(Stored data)
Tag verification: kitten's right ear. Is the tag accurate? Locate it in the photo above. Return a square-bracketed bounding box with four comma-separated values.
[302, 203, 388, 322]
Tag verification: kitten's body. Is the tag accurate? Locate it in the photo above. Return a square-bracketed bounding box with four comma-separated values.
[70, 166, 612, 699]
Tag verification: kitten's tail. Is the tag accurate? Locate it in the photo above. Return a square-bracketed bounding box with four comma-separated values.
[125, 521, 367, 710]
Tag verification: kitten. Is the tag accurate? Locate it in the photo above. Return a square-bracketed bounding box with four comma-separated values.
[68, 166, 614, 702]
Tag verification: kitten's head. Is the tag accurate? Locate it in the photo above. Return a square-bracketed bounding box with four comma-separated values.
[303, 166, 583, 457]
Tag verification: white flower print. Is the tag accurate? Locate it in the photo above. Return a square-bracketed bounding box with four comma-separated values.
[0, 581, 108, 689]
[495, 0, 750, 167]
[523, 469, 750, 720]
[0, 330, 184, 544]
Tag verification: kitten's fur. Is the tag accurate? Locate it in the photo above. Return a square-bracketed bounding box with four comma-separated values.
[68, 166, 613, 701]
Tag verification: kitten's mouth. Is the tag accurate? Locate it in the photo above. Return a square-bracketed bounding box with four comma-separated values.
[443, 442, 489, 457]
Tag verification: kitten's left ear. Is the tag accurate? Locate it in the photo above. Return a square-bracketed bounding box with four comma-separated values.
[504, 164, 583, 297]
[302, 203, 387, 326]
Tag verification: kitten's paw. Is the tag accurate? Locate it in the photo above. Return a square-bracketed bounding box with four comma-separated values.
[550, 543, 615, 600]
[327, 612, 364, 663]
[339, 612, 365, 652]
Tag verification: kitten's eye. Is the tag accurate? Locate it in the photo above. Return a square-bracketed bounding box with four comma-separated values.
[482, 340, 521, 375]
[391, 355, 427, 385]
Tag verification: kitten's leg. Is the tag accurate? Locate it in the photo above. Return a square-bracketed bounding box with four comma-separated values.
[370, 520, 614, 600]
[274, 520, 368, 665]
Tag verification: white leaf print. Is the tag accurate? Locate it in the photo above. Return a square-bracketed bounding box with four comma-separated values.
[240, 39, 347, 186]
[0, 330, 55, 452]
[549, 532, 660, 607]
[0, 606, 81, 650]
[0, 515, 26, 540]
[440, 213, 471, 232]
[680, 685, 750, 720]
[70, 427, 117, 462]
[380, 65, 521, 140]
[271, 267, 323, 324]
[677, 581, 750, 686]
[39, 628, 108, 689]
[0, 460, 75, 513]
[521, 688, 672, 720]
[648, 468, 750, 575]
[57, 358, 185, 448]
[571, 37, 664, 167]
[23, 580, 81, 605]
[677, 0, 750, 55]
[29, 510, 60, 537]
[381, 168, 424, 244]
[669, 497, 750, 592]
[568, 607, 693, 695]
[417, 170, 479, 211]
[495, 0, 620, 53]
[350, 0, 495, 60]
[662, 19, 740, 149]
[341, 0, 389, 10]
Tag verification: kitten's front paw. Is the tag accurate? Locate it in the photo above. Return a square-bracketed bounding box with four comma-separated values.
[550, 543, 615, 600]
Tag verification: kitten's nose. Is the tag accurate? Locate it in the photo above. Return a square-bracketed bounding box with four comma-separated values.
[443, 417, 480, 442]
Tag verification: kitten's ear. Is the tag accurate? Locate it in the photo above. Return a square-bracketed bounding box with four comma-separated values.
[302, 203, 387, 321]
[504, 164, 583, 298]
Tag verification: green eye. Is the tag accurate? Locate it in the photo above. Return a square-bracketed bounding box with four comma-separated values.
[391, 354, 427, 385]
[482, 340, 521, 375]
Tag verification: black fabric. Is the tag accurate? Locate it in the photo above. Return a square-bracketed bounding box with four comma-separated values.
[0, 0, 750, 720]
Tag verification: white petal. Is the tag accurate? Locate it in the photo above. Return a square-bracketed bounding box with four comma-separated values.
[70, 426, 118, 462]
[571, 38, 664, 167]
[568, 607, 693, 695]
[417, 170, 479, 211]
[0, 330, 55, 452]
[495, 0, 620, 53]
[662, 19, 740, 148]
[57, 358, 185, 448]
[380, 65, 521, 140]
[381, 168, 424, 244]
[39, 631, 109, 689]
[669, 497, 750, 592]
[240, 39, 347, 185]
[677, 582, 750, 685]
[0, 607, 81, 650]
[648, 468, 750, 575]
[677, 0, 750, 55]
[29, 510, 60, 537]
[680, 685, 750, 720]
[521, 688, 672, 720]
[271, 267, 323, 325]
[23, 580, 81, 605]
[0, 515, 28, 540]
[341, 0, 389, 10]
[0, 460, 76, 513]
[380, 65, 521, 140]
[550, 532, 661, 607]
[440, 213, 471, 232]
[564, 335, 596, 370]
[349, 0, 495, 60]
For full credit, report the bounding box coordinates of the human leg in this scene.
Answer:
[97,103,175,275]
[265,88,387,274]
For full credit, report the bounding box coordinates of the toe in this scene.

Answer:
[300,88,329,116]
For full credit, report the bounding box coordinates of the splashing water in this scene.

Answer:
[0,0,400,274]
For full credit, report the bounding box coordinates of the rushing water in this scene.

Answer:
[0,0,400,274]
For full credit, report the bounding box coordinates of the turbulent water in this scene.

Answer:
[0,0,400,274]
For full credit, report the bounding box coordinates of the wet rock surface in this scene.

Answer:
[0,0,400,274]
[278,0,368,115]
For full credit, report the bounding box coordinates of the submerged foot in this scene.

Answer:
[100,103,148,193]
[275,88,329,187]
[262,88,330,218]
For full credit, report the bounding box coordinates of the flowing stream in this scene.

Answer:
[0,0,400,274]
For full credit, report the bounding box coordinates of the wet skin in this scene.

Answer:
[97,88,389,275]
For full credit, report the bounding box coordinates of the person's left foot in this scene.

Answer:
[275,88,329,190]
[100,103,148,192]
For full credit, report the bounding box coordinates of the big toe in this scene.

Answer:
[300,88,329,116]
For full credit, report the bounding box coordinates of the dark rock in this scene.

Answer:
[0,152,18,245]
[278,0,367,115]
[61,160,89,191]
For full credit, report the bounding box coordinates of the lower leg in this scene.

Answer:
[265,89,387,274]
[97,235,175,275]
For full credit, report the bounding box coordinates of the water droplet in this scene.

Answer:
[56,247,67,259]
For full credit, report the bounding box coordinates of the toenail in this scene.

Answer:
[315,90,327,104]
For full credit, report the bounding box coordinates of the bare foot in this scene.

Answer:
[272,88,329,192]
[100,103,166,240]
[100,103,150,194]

What the task asks ▸ Reproduce the entries from the line containing "splashing water in this scene." through the line containing "[278,0,368,115]", both included, with nothing changed.

Full output ▸
For full credit, report the bounding box coordinates of the splashing water in this scene.

Answer:
[0,0,400,274]
For full credit, report the bounding box coordinates of the rushing water in this scene.

Answer:
[0,0,400,274]
For full credit, report the bounding box coordinates of the turbulent water in this scene.

Answer:
[0,0,400,274]
For full credit, report the bounding box coordinates of the wet rock surface in this scene.

Answer:
[0,0,400,274]
[278,0,368,115]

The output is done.